◆ **Request**: Reproduce the entries word for word, from the start of the entries through the line containing "[[296, 333]]". Include that line and stop there.

•••••

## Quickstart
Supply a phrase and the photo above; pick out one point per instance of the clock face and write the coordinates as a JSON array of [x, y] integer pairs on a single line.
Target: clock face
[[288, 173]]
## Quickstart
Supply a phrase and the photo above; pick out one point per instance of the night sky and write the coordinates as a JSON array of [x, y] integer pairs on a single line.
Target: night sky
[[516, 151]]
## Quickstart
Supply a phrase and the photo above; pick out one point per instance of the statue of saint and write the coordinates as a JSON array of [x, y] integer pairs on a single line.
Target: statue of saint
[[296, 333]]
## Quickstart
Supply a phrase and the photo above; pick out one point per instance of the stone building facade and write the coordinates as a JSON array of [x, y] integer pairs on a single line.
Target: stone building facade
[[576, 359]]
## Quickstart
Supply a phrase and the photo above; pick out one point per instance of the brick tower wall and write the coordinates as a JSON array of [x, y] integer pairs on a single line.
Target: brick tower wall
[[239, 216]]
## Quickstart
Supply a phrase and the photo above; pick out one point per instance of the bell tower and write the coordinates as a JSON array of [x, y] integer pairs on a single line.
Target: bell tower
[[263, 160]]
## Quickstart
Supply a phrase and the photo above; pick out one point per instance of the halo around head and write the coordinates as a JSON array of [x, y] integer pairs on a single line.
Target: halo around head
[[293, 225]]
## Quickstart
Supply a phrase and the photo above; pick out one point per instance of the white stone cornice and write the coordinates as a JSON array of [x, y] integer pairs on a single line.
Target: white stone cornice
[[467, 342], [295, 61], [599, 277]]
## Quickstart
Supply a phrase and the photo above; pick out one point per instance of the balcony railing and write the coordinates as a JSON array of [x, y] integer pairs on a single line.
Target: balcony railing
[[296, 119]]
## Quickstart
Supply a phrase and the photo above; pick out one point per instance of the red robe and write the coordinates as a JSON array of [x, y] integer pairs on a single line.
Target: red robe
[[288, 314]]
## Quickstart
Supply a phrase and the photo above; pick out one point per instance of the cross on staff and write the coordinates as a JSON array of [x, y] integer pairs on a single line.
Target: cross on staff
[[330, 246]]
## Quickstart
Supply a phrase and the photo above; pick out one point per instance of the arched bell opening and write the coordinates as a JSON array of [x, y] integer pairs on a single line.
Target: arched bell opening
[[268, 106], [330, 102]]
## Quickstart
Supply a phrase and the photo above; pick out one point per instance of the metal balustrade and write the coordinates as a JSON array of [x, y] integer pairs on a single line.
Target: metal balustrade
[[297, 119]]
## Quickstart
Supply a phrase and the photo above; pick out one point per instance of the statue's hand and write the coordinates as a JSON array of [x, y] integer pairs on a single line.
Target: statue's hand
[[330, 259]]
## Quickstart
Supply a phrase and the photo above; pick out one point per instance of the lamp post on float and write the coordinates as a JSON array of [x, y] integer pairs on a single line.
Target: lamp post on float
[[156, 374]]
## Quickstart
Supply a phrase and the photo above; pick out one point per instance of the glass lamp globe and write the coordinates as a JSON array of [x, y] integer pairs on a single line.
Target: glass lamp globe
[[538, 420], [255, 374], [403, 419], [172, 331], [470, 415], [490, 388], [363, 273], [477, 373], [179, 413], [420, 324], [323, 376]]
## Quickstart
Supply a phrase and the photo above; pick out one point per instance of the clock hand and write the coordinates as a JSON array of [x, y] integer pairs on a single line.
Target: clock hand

•••••

◆ **Exercise output**:
## Quickstart
Supply a phrase and the photo above; pick out one point per instance of the clock face and write the coordinates as a JSON array of [x, y] integer pairs on a single line.
Target: clock face
[[288, 173]]
## Quickstart
Supply a phrase and the photo above; pick out one point per instance of the night sky and write the coordinates as a JSON array of [x, y] integer pairs on a single line.
Target: night sky
[[516, 151]]
## Quickstart
Supply a phrase and the photo above; pick out one point per instance of the statue of saint and write the coordinates as a JSON array of [x, y] integer pairs on a single line.
Target: statue of saint
[[296, 333]]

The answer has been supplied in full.